-- Aufgabenstellung --
**A)** Übertragen Sie den Ausgangstext vollständig und buchstabengetreu.
**B)** Stellen Sie alles vom Beginn der Datensätze bis einschließlich der Zeile mit „top-left (117, 58), bottom-right (1345, 362)“ als CSV mit den Spalten „eingabe“ und „antwort“ dar, eine Zeile je Datensatz. Jeder Wert steht in einem eigenen Feld in Anführungszeichen, und Zeilenumbrüche darin werden durch Leerzeichen ersetzt.

-- Ausgangstext --

......

Da ich selber rauche reinige ich meinen TFT mit Zewatüchern und einer Mischung aus milderen Haushaltsreiniger, der Kunststoff-Oberflächen nicht angreift und einem kräftigen Schuß 
Isopropanol (Isopropyl-Alkohol, 70%er reicht) aus dem/der Baumarkt/Apotheke. 
Damit entferne ich die Belagschicht und wienere zum Schluß noch mit Mikrofasertüchern und dieser Lösung/Mischung nach.  
- Greetz -


----------



## RainbowCrash (28. Mai 2012)

*AW: Raucher-LCD säubern bzw von Gelbstich befreien?*

Über Isopropanol hab ich auch schon nachgedacht, mal schauen ob ich morgen dazukomme das Teil zu säubern.
Schonmal n fettes Danke für die ganzen Tipps.


----------



## Dr Bakterius (28. Mai 2012)

*AW: Raucher-LCD säubern bzw von Gelbstich befreien?*

Naja Reinweiß sind die seltensten PC Teile, eher leicht Beige oder Lichtgrau. Kunststoffe neigen eh zum vergilben mit der Zeit wobei Nikotin kräftig mithilft


----------



## fisch@namenssuche (28. Mai 2012)

*AW: Raucher-LCD säubern bzw von Gelbstich befreien?*

Nix zu starkes, evtl. erst an einer kleinen Ecke ausprobieren, wie sehr der Kunsttoff oder die Oberfläche angegriffen wird.

......

-- Zu verarbeitende Daten --

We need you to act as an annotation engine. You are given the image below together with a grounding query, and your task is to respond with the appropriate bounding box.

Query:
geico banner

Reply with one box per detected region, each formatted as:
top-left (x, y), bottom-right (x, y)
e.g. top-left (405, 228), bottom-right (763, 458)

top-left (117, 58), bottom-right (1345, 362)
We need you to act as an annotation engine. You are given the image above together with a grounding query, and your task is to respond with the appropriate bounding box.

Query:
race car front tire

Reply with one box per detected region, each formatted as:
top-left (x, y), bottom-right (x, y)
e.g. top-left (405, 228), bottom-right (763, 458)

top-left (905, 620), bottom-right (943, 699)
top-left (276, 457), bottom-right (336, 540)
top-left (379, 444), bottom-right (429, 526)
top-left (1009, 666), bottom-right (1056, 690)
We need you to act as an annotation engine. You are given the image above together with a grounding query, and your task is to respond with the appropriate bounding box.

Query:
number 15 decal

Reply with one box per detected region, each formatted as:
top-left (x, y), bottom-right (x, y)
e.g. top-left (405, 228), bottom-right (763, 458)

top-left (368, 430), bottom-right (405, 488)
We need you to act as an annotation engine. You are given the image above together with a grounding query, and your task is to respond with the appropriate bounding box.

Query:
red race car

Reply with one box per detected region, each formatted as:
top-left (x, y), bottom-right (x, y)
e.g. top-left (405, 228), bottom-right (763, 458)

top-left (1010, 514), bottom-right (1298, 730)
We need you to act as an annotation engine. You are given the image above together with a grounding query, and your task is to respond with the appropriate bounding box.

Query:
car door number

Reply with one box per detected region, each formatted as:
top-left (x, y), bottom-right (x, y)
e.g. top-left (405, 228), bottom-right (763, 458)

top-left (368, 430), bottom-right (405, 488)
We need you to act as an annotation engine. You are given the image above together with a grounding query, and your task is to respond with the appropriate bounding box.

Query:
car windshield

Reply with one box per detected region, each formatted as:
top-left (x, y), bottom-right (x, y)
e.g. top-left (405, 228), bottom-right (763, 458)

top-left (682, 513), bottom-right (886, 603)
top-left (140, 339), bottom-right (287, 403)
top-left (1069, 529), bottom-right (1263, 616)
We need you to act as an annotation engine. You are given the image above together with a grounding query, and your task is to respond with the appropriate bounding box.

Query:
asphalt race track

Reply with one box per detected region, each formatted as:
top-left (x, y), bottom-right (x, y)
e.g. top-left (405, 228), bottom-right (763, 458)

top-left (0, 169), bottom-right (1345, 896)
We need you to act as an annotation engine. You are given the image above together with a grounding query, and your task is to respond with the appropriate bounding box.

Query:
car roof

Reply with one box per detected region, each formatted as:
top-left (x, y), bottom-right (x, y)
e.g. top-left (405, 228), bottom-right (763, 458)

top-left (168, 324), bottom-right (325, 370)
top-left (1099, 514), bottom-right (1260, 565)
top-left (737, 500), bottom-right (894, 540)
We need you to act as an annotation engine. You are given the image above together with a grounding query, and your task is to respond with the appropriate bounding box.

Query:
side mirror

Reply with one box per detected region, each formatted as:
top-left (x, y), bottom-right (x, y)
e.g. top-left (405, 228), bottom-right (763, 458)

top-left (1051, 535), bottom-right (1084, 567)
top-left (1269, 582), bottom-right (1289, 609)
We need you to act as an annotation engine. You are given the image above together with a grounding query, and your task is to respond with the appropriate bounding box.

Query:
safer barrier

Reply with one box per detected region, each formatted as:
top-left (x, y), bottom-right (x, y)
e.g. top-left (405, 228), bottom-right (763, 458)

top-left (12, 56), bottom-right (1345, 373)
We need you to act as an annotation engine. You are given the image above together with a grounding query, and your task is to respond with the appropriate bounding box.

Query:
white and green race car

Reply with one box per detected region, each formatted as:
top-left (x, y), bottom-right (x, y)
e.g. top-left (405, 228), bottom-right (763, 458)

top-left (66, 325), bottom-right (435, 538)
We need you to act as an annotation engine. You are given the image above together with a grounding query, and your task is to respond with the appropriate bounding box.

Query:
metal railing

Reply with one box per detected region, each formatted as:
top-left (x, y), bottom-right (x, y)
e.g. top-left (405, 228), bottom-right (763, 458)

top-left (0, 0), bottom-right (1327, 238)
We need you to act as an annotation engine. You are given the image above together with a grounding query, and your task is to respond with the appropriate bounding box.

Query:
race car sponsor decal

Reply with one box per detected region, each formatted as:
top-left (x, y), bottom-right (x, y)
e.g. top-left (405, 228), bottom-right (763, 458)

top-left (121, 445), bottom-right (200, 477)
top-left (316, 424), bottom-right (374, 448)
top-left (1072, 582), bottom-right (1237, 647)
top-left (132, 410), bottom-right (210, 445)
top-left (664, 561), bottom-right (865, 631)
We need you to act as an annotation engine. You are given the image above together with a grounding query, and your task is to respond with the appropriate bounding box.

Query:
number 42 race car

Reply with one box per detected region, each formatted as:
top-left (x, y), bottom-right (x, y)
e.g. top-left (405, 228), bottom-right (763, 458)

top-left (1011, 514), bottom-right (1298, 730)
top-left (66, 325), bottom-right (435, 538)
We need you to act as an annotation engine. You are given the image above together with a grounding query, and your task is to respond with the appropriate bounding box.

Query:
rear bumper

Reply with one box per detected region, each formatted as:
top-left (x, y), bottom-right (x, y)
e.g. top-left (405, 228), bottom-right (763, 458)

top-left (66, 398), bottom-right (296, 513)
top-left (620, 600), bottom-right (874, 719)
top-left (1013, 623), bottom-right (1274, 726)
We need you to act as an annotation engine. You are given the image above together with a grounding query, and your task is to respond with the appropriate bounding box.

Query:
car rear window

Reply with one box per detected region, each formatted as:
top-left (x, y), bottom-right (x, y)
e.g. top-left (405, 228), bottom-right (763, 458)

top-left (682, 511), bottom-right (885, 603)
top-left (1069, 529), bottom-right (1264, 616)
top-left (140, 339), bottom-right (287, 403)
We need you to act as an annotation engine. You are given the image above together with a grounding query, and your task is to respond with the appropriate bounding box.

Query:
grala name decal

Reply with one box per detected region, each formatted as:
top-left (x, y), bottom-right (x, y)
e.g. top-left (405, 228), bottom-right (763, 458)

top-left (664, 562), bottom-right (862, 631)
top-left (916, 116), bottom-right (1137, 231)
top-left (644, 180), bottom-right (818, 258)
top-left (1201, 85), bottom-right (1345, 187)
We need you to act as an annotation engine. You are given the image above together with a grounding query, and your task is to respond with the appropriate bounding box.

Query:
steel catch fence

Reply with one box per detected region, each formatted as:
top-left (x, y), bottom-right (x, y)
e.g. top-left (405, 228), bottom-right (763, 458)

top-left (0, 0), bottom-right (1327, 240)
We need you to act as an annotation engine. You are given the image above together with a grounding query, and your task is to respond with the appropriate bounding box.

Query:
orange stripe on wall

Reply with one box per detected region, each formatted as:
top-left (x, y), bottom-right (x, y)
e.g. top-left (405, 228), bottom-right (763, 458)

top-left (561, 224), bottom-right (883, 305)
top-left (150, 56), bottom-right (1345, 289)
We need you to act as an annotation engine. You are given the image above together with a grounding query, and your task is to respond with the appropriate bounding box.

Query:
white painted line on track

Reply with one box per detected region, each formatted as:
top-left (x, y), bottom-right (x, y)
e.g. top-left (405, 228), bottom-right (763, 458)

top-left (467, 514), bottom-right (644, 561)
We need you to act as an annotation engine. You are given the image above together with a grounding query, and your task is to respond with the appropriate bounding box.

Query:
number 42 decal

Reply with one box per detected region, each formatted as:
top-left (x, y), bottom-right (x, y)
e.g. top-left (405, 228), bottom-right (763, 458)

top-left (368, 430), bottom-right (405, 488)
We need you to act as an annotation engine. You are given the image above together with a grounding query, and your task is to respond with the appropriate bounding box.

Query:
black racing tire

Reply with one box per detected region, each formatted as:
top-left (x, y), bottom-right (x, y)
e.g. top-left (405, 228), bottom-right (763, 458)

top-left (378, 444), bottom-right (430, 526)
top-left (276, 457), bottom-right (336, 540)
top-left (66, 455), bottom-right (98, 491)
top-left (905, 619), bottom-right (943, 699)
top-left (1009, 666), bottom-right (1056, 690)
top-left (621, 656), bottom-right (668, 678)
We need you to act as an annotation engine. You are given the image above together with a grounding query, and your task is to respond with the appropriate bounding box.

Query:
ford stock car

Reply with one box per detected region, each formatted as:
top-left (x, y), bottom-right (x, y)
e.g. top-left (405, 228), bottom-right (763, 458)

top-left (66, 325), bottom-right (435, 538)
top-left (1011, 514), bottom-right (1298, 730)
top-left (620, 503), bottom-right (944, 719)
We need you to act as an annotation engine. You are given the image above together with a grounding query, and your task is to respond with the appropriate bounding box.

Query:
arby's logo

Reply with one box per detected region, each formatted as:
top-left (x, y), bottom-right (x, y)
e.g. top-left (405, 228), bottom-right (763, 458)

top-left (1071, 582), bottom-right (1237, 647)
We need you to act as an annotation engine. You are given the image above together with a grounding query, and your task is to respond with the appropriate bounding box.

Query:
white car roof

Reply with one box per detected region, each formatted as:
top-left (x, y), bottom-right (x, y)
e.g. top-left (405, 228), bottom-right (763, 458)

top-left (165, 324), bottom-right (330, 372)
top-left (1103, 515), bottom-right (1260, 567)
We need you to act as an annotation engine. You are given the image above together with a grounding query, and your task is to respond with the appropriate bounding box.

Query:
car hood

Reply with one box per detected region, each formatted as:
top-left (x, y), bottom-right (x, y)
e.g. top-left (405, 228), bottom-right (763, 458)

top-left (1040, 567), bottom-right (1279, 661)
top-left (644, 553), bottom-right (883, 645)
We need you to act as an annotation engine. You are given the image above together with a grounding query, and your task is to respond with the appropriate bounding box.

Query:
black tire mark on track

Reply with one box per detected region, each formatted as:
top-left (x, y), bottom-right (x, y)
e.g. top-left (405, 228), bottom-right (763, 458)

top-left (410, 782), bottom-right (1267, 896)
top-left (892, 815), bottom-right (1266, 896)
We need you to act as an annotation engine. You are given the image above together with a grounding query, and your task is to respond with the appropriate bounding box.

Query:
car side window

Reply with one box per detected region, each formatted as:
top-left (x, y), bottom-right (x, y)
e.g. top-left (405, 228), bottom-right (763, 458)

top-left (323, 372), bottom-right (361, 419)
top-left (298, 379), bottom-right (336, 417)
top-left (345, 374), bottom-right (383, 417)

......

-- Lösungen --
**A)**
Da ich selber rauche reinige ich meinen TFT mit Zewatüchern und einer Mischung aus milderen Haushaltsreiniger, der Kunststoff-Oberflächen nicht angreift und einem kräftigen Schuß 
Isopropanol (Isopropyl-Alkohol, 70%er reicht) aus dem/der Baumarkt/Apotheke. 
Damit entferne ich die Belagschicht und wienere zum Schluß noch mit Mikrofasertüchern und dieser Lösung/Mischung nach.  
- Greetz -


----------



## RainbowCrash (28. Mai 2012)

*AW: Raucher-LCD säubern bzw von Gelbstich befreien?*

Über Isopropanol hab ich auch schon nachgedacht, mal schauen ob ich morgen dazukomme das Teil zu säubern.
Schonmal n fettes Danke für die ganzen Tipps.


----------



## Dr Bakterius (28. Mai 2012)

*AW: Raucher-LCD säubern bzw von Gelbstich befreien?*

Naja Reinweiß sind die seltensten PC Teile, eher leicht Beige oder Lichtgrau. Kunststoffe neigen eh zum vergilben mit der Zeit wobei Nikotin kräftig mithilft


----------



## fisch@namenssuche (28. Mai 2012)

*AW: Raucher-LCD säubern bzw von Gelbstich befreien?*

Nix zu starkes, evtl. erst an einer kleinen Ecke ausprobieren, wie sehr der Kunsttoff oder die Oberfläche angegriffen wird.

**B)**
eingabe,antwort
"We need you to act as an annotation engine. You are given the image below together with a grounding query, and your task is to respond with the appropriate bounding box. Query: geico banner Reply with one box per detected region, each formatted as: top-left (x, y), bottom-right (x, y) e.g. top-left (405, 228), bottom-right (763, 458)","top-left (117, 58), bottom-right (1345, 362)"